Exercise: Keep every line of the data below that has the string "white" and present those lines.

Task material:

=== Section Start ===

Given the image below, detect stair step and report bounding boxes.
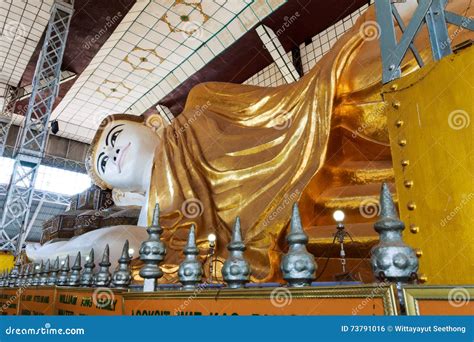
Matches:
[306,222,376,240]
[317,183,396,209]
[318,182,395,200]
[307,183,397,226]
[320,160,394,186]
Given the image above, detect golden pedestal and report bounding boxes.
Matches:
[384,46,474,284]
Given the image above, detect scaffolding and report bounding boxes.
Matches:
[375,0,474,84]
[0,0,74,253]
[0,85,20,157]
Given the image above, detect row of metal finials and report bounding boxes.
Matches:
[0,183,418,290]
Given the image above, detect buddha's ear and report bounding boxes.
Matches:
[112,189,146,207]
[145,113,167,136]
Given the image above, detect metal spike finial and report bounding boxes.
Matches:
[152,202,160,226]
[18,265,26,287]
[26,263,35,285]
[3,269,10,287]
[39,260,50,286]
[5,270,10,287]
[32,260,43,286]
[222,217,250,289]
[4,270,9,287]
[57,256,70,286]
[21,264,30,287]
[139,204,166,291]
[80,248,95,287]
[1,270,8,287]
[47,257,60,286]
[15,264,25,287]
[371,183,418,283]
[379,183,398,219]
[281,203,317,287]
[178,225,203,290]
[68,252,82,286]
[93,245,111,287]
[8,257,21,287]
[112,240,132,289]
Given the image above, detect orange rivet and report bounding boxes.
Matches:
[396,119,404,127]
[392,101,401,109]
[407,202,416,210]
[401,160,410,167]
[398,139,407,146]
[404,180,413,188]
[410,225,419,234]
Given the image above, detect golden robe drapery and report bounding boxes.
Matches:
[147,1,473,279]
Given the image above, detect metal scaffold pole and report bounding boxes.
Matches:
[0,0,74,253]
[374,0,474,83]
[0,85,20,157]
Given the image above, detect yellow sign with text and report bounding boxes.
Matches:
[19,287,56,315]
[123,285,398,316]
[0,288,21,315]
[55,287,123,316]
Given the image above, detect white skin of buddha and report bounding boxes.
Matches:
[26,120,159,264]
[94,119,160,225]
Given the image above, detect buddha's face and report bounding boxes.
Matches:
[94,120,159,192]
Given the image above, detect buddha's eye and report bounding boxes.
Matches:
[111,129,122,147]
[100,156,109,173]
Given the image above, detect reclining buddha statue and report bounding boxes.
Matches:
[27,0,473,283]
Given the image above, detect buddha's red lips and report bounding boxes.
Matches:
[117,142,131,173]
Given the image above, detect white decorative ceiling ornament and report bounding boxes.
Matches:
[51,0,287,143]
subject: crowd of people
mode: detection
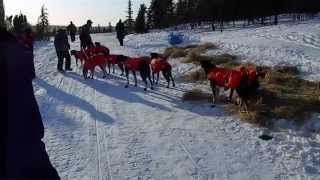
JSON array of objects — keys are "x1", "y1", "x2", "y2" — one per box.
[{"x1": 54, "y1": 19, "x2": 126, "y2": 72}]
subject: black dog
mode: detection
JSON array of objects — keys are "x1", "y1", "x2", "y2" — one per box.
[
  {"x1": 105, "y1": 54, "x2": 125, "y2": 76},
  {"x1": 117, "y1": 55, "x2": 154, "y2": 91}
]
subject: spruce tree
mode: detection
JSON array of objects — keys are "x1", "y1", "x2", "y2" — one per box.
[
  {"x1": 36, "y1": 5, "x2": 50, "y2": 40},
  {"x1": 12, "y1": 13, "x2": 28, "y2": 32},
  {"x1": 134, "y1": 4, "x2": 147, "y2": 33},
  {"x1": 126, "y1": 0, "x2": 134, "y2": 31},
  {"x1": 146, "y1": 6, "x2": 153, "y2": 30}
]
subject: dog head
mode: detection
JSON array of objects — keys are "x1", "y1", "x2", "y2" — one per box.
[
  {"x1": 117, "y1": 55, "x2": 130, "y2": 63},
  {"x1": 70, "y1": 50, "x2": 77, "y2": 56},
  {"x1": 200, "y1": 60, "x2": 216, "y2": 74},
  {"x1": 150, "y1": 53, "x2": 159, "y2": 59}
]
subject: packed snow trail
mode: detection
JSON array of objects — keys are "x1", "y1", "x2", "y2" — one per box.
[{"x1": 32, "y1": 31, "x2": 320, "y2": 180}]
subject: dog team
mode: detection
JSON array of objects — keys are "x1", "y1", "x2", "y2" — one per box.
[
  {"x1": 70, "y1": 42, "x2": 175, "y2": 92},
  {"x1": 70, "y1": 41, "x2": 260, "y2": 112}
]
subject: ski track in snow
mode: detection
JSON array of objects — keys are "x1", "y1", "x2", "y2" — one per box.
[{"x1": 32, "y1": 20, "x2": 320, "y2": 180}]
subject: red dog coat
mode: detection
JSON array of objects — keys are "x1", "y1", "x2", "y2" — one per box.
[
  {"x1": 83, "y1": 55, "x2": 107, "y2": 70},
  {"x1": 150, "y1": 58, "x2": 171, "y2": 73},
  {"x1": 236, "y1": 66, "x2": 258, "y2": 86},
  {"x1": 207, "y1": 67, "x2": 242, "y2": 89},
  {"x1": 124, "y1": 58, "x2": 141, "y2": 71},
  {"x1": 106, "y1": 54, "x2": 118, "y2": 64},
  {"x1": 74, "y1": 51, "x2": 86, "y2": 60}
]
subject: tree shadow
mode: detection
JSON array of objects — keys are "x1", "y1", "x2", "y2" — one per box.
[{"x1": 35, "y1": 79, "x2": 115, "y2": 125}]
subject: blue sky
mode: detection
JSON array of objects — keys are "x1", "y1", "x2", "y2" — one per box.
[{"x1": 4, "y1": 0, "x2": 150, "y2": 26}]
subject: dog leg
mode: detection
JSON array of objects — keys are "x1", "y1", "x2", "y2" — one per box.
[
  {"x1": 101, "y1": 65, "x2": 107, "y2": 78},
  {"x1": 133, "y1": 71, "x2": 138, "y2": 87},
  {"x1": 169, "y1": 70, "x2": 175, "y2": 87},
  {"x1": 149, "y1": 75, "x2": 154, "y2": 90},
  {"x1": 107, "y1": 63, "x2": 111, "y2": 74},
  {"x1": 228, "y1": 89, "x2": 234, "y2": 103},
  {"x1": 90, "y1": 69, "x2": 94, "y2": 79},
  {"x1": 119, "y1": 64, "x2": 125, "y2": 76},
  {"x1": 125, "y1": 68, "x2": 130, "y2": 88},
  {"x1": 156, "y1": 73, "x2": 160, "y2": 85},
  {"x1": 143, "y1": 78, "x2": 148, "y2": 91},
  {"x1": 164, "y1": 72, "x2": 170, "y2": 88},
  {"x1": 210, "y1": 81, "x2": 217, "y2": 108},
  {"x1": 152, "y1": 73, "x2": 155, "y2": 85}
]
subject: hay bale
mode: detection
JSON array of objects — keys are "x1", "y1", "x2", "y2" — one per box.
[
  {"x1": 183, "y1": 53, "x2": 237, "y2": 65},
  {"x1": 274, "y1": 65, "x2": 299, "y2": 75},
  {"x1": 163, "y1": 47, "x2": 187, "y2": 58},
  {"x1": 163, "y1": 43, "x2": 217, "y2": 59},
  {"x1": 184, "y1": 69, "x2": 207, "y2": 82}
]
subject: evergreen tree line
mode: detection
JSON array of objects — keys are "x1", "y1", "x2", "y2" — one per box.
[{"x1": 132, "y1": 0, "x2": 320, "y2": 33}]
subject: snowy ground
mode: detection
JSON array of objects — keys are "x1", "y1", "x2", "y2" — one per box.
[{"x1": 33, "y1": 19, "x2": 320, "y2": 180}]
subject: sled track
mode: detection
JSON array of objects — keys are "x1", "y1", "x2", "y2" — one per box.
[
  {"x1": 178, "y1": 138, "x2": 202, "y2": 179},
  {"x1": 93, "y1": 88, "x2": 102, "y2": 180}
]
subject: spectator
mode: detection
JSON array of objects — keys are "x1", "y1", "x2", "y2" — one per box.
[
  {"x1": 79, "y1": 19, "x2": 93, "y2": 49},
  {"x1": 0, "y1": 24, "x2": 60, "y2": 179},
  {"x1": 115, "y1": 19, "x2": 125, "y2": 46},
  {"x1": 54, "y1": 29, "x2": 72, "y2": 71},
  {"x1": 67, "y1": 21, "x2": 77, "y2": 42}
]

=== Section End ===

Reply:
Given the image above, detect white skin of buddha and report bounding boxes.
Given the image above, detect white decorative ceiling ornament and report bounding boxes.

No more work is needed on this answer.